- _INSTRUCTIONS TO FOLLOW_: Copy out the entries that follow, unchanged.
——————————
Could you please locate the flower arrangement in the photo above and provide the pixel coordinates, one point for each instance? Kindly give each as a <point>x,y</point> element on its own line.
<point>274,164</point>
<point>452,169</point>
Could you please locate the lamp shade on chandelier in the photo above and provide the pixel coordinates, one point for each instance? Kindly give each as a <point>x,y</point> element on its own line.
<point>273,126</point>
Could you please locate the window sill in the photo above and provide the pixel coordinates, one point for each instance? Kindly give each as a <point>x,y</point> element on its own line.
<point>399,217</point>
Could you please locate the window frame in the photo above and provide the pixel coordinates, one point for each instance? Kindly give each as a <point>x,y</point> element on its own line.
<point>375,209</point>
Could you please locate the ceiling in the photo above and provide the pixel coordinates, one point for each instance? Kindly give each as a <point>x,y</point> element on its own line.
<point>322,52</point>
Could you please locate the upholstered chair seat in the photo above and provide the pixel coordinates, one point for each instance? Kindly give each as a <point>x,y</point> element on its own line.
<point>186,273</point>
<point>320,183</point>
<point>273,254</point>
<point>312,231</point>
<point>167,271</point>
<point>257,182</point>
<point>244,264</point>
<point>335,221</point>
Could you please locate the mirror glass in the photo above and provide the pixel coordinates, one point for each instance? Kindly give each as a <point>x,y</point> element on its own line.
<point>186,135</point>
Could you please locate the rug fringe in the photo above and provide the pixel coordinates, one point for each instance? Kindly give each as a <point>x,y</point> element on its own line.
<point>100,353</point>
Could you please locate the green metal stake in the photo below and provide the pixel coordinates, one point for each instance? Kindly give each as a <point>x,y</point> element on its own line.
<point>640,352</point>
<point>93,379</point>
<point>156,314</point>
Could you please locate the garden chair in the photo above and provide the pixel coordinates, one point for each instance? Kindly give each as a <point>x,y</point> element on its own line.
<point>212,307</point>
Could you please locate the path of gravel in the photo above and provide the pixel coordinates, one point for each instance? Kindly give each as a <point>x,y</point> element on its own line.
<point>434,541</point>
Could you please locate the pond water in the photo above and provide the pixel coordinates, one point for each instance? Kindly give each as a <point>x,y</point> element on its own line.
——————————
- _TASK ANSWER_:
Could you please locate the flower arrangement in the photo above and provide the pixel coordinates, one point for each instance? Kindly give each as a <point>x,y</point> element on its own line.
<point>274,164</point>
<point>452,169</point>
Could you please locate the lamp shade on chandelier in the photo above and provide the pixel coordinates, one point for each instance? Kindly give each as a <point>x,y</point> element on its own line.
<point>273,126</point>
Could you please locate the window sill in the photo above and provide the pixel coordinates, one point for each instance? Kindly give each as a <point>x,y</point> element on its own line.
<point>399,217</point>
Could you please locate the window frame in the photo above and provide the pixel coordinates, one point for each instance? Kindly give each as a <point>x,y</point> element on its own line.
<point>375,209</point>
Could you please locate the ceiling in the photo above and provide the pixel coordinates, one point for each instance? Kindly give each as a <point>x,y</point> element on its own line.
<point>322,52</point>
Could you please locate the upholstered chair seat in the photo above and provide the pixel coordinates, one point for each instance? Kindly give each as a <point>x,y</point> element on its own line.
<point>186,273</point>
<point>320,183</point>
<point>273,254</point>
<point>312,231</point>
<point>167,271</point>
<point>257,182</point>
<point>244,264</point>
<point>335,221</point>
Could you please locate the mirror glass in the photo above and provide the pixel coordinates, one point for each instance? Kindly give each as a <point>x,y</point> element on its own line.
<point>186,135</point>
Could you please locate the rug fringe in the photo above and provide the pixel coordinates, one point for each instance? Kindly give each as a <point>x,y</point> element on its own line.
<point>100,353</point>
Could you please locate the green metal stake in the photo below and provide the pixel coordinates, one point for each instance? Kindly give each as a <point>x,y</point> element on its own line.
<point>640,352</point>
<point>93,379</point>
<point>156,314</point>
Could you please locate the garden chair in the photo above and provide the pixel coordinates, one point for each instance? Kindly give each as a <point>x,y</point> element on its own line.
<point>212,307</point>
Could you please locate the path of gravel in the photo above and provide the pixel coordinates, one point for each instance? Kindly give each as a <point>x,y</point> element on its own line.
<point>434,541</point>
Could you please locate the pond water in the photo above and provide the pixel coordinates, one point for each instance? Kindly give each as a <point>x,y</point> element on its own line.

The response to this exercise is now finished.